**REQUIREMENTS:**
Copy the stretch of the GPU ocean modeling thread from "What is the" through "to exploit GPUs.", swapping "hardware" out for "equipment".

-- PROVIDED PASSAGE start --

Global Ocean Modeling With GPU Acceleration in Python

Fast, Cheap, and Turbulent—Global Ocean Modeling With GPU Acceleration in Python

by Dion Häfner, Roman Nuterman,and Markus Jochum

Journal of Advances in Modeling Earth Systems
First published: 02 December 2021

Abstract

Even to this date, most earth system models are coded in Fortran, especially those used at the largest compute scales. Our ocean model Veros takes a different approach: it is implemented using the high-level programming language Python. Besides numerous usability advantages, this allows us to leverage modern high-performance frameworks that emerged in tandem with the machine learning boom. By interfacing with the JAX library, Veros is able to run high-performance simulations on both central processing units (CPU) and graphical processing unit (GPU) through the same code base, with full support for distributed architectures. On CPU, Veros is able to match the performance of a Fortran reference, both on a single process and on hundreds of CPU cores. On GPU, we find that each device can replace dozens to hundreds of CPU cores, at a fraction of the energy consumption. We demonstrate the viability of using GPUs for earth system modeling by integrating a global 0.1° eddy-resolving setup in single precision, where we achieve 1.3 model years per day on a single compute instance with 16 GPUs, comparable to over 2,000 Fortran processes.

Related blog post

4 Likes

Unfortunately, Fortran is deemed here as a synonym of “old-fashioned” and “to-be-replaced” (again).

What is the remedy for this widespread misconception?

The authors did not make general criticisms of Fortran but have asserted that on the hardware available to them, a Python/JAX solution was faster. Based on this paper, it needs to be easier for Fortran to exploit GPUs.

2 Likes

They use the GitHub - google/jax: Composable transformations of Python+NumPy programs: differentiate, vectorize, JIT to GPU/TPU, and more library to compile Python to very fast native code using XLA. If this can optimize array code very well, we could write an XLA backend to LFortran also.

4 Likes

This is the modernized equivalent of their Fortran code in Figure 2,

do concurrent(j=js_pe:je_pe, i=is_pe:ie_pe, tke(i,j,nz,taup1) < 0.)

-- PROVIDED PASSAGE end --
-- RAW DATA start --

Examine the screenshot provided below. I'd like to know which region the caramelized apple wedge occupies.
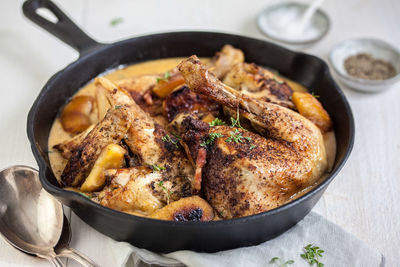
[150,196,214,222]
[292,92,332,133]
[81,144,126,192]
[153,74,185,98]
[60,95,94,134]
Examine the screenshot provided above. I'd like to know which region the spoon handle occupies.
[37,252,65,267]
[57,248,99,267]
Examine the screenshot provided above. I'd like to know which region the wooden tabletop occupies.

-- RAW DATA end --

**PROBLEM SOLUTION:**
What is the remedy for this widespread misconception?

The authors did not make general criticisms of Fortran but have asserted that on the equipment available to them, a Python/JAX solution was faster. Based on this paper, it needs to be easier for Fortran to exploit GPUs.